_Task to complete_. Only one stretch of the listing below is wanted. Begin at the line that has "Target: stadium background", stop after the line that has "Mark one point on every instance of the player in white", and repeat every line in between exactly.

_Input data_.
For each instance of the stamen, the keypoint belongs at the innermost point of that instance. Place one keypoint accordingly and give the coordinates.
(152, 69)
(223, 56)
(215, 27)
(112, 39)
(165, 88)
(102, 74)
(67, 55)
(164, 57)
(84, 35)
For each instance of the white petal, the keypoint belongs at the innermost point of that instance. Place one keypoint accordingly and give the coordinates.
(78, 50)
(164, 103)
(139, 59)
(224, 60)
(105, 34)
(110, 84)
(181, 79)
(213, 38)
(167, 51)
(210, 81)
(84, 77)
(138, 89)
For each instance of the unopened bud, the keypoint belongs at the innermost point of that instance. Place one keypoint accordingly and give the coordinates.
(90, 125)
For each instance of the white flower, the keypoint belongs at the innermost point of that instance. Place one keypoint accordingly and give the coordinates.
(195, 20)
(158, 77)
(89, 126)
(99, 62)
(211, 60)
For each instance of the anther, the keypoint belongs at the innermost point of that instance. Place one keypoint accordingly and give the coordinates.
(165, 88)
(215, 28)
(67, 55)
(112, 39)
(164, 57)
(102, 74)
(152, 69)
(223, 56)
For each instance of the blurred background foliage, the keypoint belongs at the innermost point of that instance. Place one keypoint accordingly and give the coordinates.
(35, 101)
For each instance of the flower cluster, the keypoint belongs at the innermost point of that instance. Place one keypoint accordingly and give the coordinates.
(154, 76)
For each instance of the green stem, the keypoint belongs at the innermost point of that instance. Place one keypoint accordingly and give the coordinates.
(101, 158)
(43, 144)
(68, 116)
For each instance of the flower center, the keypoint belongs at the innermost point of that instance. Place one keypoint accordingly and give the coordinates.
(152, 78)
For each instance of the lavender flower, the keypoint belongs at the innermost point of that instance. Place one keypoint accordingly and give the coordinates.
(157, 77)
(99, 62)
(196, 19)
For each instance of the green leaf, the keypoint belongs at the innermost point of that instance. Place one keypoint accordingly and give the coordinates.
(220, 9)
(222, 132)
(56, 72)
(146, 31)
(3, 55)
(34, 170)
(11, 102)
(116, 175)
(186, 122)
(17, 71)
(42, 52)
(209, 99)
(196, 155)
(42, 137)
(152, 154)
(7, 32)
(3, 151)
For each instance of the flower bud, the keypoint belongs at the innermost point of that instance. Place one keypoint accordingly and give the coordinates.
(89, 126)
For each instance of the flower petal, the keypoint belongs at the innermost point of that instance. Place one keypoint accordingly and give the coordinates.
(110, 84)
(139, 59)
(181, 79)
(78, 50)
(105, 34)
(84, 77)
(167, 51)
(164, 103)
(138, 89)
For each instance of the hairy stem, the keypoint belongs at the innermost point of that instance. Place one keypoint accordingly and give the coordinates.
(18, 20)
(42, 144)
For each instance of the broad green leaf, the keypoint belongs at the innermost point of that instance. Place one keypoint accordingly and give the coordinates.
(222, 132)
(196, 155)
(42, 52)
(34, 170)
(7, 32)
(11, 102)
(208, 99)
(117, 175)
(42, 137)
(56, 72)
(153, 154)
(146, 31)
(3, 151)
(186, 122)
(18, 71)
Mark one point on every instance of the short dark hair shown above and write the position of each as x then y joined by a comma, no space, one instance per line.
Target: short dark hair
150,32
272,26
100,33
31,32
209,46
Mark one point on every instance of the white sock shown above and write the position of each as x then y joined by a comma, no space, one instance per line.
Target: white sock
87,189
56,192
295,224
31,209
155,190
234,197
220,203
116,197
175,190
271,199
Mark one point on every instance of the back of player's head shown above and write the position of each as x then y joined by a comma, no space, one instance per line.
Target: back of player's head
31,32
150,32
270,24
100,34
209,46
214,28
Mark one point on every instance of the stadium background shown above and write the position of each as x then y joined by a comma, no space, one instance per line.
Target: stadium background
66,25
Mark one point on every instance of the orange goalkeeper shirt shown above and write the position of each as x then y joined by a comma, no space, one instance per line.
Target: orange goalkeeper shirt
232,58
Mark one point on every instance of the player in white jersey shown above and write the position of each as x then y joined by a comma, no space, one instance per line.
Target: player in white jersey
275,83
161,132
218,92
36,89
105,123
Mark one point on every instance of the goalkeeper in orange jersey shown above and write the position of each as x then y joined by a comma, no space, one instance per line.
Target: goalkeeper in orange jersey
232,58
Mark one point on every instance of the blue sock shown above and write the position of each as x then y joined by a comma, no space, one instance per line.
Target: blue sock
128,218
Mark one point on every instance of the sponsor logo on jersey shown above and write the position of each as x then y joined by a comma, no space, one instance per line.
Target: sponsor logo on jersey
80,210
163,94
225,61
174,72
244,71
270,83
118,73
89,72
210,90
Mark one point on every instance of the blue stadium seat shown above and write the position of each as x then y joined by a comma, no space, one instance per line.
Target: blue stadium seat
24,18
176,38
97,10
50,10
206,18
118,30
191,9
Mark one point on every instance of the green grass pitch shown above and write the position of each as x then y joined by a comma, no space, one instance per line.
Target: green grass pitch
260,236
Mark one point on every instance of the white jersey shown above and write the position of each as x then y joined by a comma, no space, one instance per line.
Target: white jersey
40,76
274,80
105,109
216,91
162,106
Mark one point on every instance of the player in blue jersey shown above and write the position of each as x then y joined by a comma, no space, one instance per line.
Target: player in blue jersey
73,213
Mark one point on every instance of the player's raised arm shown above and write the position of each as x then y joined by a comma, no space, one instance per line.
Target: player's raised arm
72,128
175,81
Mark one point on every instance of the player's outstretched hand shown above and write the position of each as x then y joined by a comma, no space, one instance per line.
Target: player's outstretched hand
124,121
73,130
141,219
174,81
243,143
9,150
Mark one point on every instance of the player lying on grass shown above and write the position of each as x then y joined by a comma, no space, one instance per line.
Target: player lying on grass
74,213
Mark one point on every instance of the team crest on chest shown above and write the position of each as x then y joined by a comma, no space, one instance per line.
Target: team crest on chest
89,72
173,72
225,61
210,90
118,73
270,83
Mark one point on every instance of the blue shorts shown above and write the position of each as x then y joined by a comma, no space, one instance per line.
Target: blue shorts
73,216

_Solution to the exercise_.
Target: stadium background
66,25
Mark one point on every instance of the orange goalkeeper shirt shown above and write the position of each as x then y joined by a comma, no space, one instance per line.
Target: orange goalkeeper shirt
232,58
Mark one point on every instance of the player in white jersey shown above and write the position of each as x then y joined by a comma, no space, one instance per line.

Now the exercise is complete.